*REQUIREMENT*
Everything from the line with "Given the photograph above, report where the tree trunk" to the end of the data should be restated word for word, and nothing before it.
******
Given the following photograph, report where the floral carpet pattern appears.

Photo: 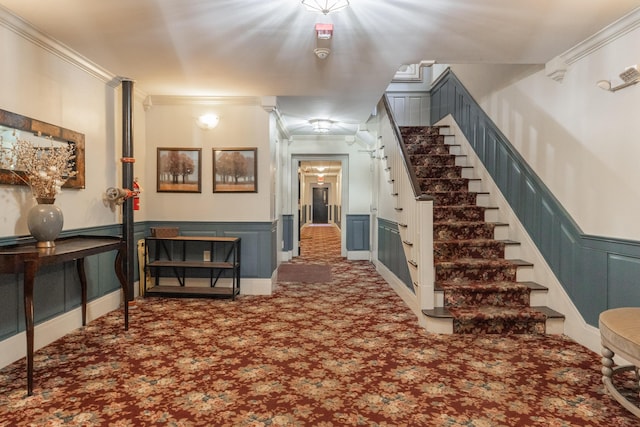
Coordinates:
[400,126,548,334]
[0,227,640,427]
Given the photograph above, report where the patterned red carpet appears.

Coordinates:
[0,227,640,427]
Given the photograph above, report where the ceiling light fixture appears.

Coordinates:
[316,24,333,40]
[313,47,331,59]
[198,114,220,130]
[596,65,640,92]
[302,0,349,15]
[309,119,333,133]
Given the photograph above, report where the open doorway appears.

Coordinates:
[311,187,329,224]
[292,155,347,256]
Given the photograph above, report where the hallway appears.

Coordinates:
[0,225,637,427]
[294,224,342,263]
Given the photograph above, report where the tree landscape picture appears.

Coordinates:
[213,148,258,193]
[157,148,202,193]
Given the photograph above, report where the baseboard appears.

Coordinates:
[347,251,371,261]
[240,278,275,295]
[0,290,121,368]
[278,251,293,263]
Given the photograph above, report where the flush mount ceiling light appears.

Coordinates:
[316,24,333,40]
[198,114,220,130]
[302,0,349,15]
[309,119,333,133]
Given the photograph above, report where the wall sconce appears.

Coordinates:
[309,119,333,133]
[596,65,640,92]
[198,114,220,130]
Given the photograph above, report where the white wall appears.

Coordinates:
[143,99,275,221]
[0,18,130,237]
[452,21,640,240]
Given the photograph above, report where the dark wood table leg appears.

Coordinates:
[115,243,129,331]
[76,258,87,326]
[24,260,38,396]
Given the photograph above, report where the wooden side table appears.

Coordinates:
[0,236,129,396]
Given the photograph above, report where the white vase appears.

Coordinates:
[27,199,64,248]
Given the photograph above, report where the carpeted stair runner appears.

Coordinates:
[400,127,560,334]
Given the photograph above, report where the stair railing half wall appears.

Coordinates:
[430,69,640,327]
[377,96,435,319]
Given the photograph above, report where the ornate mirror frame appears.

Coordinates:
[0,109,85,188]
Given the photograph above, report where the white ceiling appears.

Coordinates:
[0,0,640,135]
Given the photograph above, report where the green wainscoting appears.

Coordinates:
[431,70,640,327]
[0,221,277,340]
[346,215,371,251]
[378,218,415,292]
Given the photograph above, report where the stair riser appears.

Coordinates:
[409,154,456,167]
[434,289,548,307]
[433,242,504,262]
[430,192,477,207]
[433,206,484,222]
[444,290,531,307]
[435,265,518,282]
[433,222,495,240]
[405,144,451,156]
[419,178,469,193]
[453,319,546,335]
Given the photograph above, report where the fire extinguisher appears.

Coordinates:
[133,177,142,211]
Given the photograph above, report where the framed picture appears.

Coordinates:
[213,148,258,193]
[157,148,202,193]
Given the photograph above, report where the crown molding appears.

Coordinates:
[149,95,262,106]
[0,6,121,87]
[545,7,640,82]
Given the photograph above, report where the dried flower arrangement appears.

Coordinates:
[0,139,77,203]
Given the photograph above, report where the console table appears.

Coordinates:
[145,236,241,299]
[0,236,129,396]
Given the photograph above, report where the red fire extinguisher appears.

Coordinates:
[133,177,142,211]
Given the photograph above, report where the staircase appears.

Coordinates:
[400,127,564,334]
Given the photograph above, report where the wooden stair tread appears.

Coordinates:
[422,306,565,319]
[434,280,549,292]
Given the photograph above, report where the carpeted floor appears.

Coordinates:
[0,227,640,427]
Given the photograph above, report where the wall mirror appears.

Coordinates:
[0,110,84,188]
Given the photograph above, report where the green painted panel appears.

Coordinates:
[430,70,640,326]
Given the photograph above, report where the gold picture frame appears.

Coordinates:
[213,147,258,193]
[156,148,202,193]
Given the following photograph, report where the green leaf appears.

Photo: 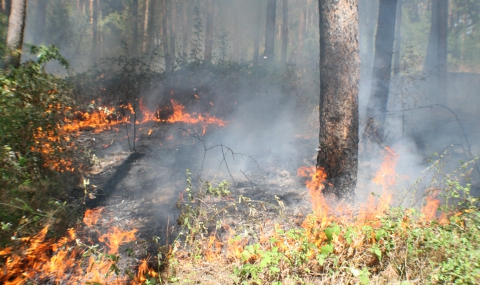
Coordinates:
[320,243,335,255]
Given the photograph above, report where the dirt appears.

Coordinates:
[77,119,315,251]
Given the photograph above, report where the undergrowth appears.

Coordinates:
[156,155,480,284]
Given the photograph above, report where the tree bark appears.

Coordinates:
[423,0,448,103]
[142,0,152,52]
[5,0,27,69]
[33,0,48,45]
[365,0,397,144]
[264,0,277,64]
[162,0,172,72]
[393,0,403,75]
[131,0,138,56]
[233,0,240,61]
[167,0,177,71]
[147,0,157,52]
[317,0,360,200]
[2,0,12,16]
[295,3,305,61]
[253,1,262,66]
[90,0,99,64]
[182,1,188,57]
[282,0,288,63]
[203,0,213,63]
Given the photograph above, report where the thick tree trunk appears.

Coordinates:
[282,0,288,63]
[317,0,360,200]
[423,0,448,103]
[33,0,48,45]
[5,0,27,69]
[253,1,262,66]
[203,0,213,63]
[131,0,138,56]
[393,0,403,75]
[264,0,277,64]
[365,0,397,144]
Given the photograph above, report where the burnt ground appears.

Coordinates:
[75,120,316,254]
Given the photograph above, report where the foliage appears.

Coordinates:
[0,46,80,244]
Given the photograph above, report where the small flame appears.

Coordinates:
[83,207,105,228]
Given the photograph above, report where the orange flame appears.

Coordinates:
[83,207,105,228]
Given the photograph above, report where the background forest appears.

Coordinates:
[0,0,480,285]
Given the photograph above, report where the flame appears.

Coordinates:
[0,208,158,284]
[422,190,440,222]
[98,227,137,254]
[83,207,105,228]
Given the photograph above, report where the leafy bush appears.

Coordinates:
[0,46,79,245]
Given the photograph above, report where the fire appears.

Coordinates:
[422,190,440,221]
[83,207,105,227]
[0,208,158,284]
[297,166,328,217]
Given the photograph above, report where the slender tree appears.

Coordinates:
[131,0,138,56]
[162,0,172,71]
[282,0,288,63]
[295,0,305,60]
[142,0,152,52]
[364,0,397,144]
[5,0,27,69]
[182,1,188,57]
[264,0,277,64]
[167,0,177,71]
[203,0,213,63]
[393,0,403,75]
[33,0,48,45]
[423,0,448,102]
[233,0,240,61]
[2,0,12,16]
[317,0,360,200]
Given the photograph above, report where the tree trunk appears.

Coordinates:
[142,0,152,52]
[33,0,48,45]
[317,0,360,200]
[203,0,213,63]
[317,0,360,200]
[167,0,176,71]
[393,0,403,75]
[423,0,448,103]
[295,3,305,61]
[90,0,99,64]
[365,0,397,144]
[282,0,288,63]
[253,1,262,66]
[2,0,12,17]
[5,0,27,69]
[233,0,240,61]
[264,0,277,64]
[162,0,172,72]
[182,1,188,57]
[131,0,138,56]
[147,0,157,52]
******
*REPLY TO THE TASK*
Given the photograph above, report where the tree trunk appears.

Coordinates:
[142,0,152,52]
[33,0,48,45]
[317,0,360,200]
[203,0,213,63]
[317,0,360,200]
[167,0,176,71]
[393,0,403,75]
[423,0,448,103]
[295,3,305,61]
[90,0,99,64]
[365,0,397,144]
[282,0,288,63]
[253,1,262,66]
[2,0,12,17]
[5,0,27,69]
[233,0,240,61]
[264,0,277,64]
[162,0,172,72]
[182,1,188,57]
[131,0,138,56]
[147,0,157,52]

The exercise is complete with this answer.